> [Stated problem]: How many lines in the items below contain the word "pepper"? Reply with the number only.
┄┄┄┄┄┄┄┄┄┄┄┄┄┄┄┄┄┄┄┄
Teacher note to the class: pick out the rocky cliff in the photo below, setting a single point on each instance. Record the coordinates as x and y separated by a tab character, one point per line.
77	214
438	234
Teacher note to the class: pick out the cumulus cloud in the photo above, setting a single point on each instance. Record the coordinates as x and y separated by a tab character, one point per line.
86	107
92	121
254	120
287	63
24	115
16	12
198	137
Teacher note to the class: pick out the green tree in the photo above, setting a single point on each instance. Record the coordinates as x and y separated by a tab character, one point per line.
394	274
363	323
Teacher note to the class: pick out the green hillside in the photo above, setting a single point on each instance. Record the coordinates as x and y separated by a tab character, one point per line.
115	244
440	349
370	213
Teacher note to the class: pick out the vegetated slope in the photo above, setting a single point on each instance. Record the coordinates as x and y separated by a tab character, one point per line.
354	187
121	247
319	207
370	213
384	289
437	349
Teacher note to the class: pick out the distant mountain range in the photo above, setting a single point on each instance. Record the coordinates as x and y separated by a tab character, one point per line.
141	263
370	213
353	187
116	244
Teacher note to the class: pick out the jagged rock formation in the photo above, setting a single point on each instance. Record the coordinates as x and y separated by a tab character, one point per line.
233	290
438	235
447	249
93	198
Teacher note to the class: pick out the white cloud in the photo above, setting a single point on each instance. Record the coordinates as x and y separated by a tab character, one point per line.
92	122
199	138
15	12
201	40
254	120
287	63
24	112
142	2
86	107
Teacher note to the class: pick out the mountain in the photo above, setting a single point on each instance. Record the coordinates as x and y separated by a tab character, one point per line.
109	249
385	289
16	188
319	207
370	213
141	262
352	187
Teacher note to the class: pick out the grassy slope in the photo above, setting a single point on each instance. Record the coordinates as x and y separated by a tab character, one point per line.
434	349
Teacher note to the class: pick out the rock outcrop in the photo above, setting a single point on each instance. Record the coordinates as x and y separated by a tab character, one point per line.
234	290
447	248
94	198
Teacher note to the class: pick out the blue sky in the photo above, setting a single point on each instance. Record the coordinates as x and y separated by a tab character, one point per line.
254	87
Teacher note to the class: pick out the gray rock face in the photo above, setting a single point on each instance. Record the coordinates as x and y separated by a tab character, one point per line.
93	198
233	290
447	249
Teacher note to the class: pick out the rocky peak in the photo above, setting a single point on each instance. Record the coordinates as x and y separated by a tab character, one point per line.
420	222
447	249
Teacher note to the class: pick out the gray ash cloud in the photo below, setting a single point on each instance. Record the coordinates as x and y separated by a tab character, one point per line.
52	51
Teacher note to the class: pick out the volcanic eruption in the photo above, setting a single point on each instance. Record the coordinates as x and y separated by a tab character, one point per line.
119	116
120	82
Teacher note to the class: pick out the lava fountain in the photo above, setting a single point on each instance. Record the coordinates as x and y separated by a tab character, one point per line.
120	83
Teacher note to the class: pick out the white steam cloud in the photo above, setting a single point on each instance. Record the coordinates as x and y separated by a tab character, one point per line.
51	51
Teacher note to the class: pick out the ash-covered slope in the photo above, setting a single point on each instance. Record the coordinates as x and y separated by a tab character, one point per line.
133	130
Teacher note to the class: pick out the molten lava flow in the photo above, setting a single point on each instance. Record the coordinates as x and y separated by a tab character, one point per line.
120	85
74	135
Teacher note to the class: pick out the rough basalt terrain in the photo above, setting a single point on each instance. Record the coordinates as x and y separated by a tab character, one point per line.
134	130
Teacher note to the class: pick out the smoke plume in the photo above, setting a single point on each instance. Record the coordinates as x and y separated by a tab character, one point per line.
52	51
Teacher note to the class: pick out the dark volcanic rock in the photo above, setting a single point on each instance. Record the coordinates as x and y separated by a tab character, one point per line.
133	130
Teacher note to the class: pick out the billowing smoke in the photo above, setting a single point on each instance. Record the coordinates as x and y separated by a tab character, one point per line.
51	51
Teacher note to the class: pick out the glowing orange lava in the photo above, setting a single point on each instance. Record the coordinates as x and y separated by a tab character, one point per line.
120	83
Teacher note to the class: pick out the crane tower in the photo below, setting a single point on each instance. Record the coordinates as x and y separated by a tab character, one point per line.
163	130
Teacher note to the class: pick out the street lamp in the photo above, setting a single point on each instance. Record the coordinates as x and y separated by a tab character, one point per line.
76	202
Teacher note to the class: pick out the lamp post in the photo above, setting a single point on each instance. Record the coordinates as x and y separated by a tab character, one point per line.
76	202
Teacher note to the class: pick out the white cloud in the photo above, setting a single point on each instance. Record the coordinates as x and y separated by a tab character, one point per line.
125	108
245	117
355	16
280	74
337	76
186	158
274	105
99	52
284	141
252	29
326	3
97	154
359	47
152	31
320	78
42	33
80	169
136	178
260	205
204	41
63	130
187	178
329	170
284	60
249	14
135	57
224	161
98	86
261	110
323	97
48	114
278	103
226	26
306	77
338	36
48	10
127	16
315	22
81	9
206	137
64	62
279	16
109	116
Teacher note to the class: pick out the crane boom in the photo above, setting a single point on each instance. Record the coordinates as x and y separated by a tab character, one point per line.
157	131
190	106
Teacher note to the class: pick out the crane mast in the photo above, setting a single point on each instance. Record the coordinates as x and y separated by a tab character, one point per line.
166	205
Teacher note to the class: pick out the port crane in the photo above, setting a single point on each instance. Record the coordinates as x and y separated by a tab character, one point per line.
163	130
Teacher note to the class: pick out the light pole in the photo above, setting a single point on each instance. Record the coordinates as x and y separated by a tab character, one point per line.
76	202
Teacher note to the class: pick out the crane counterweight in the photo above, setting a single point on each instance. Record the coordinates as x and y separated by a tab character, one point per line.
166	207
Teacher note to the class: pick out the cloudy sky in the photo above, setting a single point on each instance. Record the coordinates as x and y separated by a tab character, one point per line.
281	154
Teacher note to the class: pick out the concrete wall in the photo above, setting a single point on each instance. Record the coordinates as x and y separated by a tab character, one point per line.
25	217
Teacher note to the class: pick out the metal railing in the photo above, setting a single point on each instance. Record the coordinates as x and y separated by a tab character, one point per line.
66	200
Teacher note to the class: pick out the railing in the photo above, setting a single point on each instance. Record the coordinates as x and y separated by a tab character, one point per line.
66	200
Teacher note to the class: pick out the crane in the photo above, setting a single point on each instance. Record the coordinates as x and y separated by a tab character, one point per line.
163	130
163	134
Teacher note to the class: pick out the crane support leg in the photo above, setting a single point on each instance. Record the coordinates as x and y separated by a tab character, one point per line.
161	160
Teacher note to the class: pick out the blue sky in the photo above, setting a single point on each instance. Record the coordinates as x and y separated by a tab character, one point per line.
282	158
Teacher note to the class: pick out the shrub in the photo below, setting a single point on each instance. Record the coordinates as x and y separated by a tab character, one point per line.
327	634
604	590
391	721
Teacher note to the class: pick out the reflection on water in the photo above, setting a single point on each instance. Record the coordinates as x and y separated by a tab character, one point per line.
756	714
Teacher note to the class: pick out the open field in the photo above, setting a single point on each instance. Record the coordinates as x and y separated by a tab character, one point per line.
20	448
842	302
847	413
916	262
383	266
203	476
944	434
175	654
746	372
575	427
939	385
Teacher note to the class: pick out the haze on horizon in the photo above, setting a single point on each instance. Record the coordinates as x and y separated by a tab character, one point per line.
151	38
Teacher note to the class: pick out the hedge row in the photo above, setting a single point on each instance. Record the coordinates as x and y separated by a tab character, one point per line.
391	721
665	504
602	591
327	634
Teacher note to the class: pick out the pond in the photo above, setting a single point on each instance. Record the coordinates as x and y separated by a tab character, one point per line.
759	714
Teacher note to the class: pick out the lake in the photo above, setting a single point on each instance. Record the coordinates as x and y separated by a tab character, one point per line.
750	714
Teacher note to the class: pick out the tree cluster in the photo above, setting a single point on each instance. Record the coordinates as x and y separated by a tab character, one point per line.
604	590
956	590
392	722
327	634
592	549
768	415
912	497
┄┄┄┄┄┄┄┄┄┄┄┄┄┄┄┄┄┄┄┄
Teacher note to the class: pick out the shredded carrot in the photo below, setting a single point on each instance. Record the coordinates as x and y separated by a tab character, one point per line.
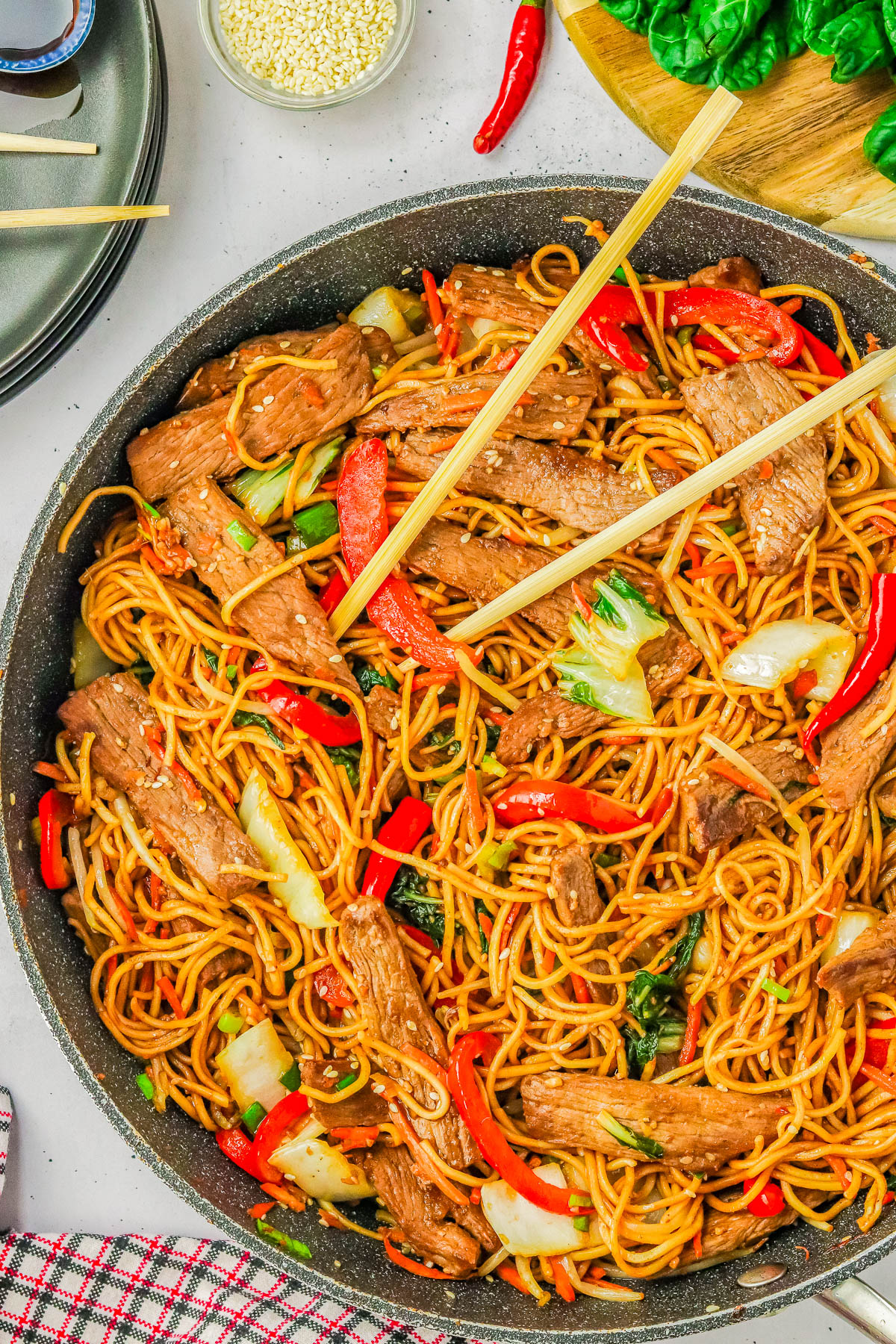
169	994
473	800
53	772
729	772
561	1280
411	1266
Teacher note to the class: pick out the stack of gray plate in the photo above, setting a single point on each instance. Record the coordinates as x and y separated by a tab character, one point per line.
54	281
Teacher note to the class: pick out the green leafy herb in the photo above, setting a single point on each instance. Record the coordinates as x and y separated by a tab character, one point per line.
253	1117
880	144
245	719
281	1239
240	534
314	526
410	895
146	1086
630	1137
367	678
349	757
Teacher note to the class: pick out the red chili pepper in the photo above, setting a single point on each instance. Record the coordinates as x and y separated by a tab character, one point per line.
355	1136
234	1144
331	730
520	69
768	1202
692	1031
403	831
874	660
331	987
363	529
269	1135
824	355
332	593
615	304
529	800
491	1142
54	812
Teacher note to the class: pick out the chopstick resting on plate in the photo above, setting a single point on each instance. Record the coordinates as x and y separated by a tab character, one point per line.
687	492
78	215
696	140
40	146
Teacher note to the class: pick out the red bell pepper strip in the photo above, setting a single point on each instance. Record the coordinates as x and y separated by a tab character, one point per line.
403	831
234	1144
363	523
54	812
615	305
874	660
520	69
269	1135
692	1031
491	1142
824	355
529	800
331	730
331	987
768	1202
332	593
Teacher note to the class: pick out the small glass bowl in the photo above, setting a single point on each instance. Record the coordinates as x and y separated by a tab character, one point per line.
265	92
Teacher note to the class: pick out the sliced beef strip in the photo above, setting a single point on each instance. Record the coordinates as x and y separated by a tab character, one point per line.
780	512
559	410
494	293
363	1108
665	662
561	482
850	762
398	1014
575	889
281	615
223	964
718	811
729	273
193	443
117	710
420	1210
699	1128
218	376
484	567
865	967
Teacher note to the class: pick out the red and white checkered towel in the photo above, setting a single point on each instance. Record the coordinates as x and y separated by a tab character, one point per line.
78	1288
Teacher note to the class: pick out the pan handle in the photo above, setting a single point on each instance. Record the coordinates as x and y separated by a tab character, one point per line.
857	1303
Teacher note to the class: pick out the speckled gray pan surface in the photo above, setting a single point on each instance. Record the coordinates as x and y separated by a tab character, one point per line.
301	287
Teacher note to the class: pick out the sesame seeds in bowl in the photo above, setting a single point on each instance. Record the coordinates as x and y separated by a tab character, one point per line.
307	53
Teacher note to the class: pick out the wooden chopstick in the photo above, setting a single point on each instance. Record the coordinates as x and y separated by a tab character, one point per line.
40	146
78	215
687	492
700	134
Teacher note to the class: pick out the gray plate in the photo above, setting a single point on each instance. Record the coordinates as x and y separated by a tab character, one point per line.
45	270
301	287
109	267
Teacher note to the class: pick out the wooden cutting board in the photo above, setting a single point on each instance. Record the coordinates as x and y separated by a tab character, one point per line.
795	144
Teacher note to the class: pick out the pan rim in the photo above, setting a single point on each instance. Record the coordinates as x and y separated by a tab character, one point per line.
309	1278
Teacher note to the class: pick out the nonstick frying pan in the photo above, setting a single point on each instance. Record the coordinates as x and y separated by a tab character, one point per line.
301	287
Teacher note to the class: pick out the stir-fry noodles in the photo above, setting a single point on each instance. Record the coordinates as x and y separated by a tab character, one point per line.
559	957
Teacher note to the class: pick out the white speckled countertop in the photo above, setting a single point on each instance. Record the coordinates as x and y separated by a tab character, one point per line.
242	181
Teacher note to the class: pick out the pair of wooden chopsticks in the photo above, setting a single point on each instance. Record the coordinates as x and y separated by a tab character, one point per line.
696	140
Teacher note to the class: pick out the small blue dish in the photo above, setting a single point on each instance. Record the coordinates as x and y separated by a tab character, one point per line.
┄┄┄┄┄┄┄┄┄┄┄┄┄┄┄┄┄┄┄┄
> [Complete response]: 2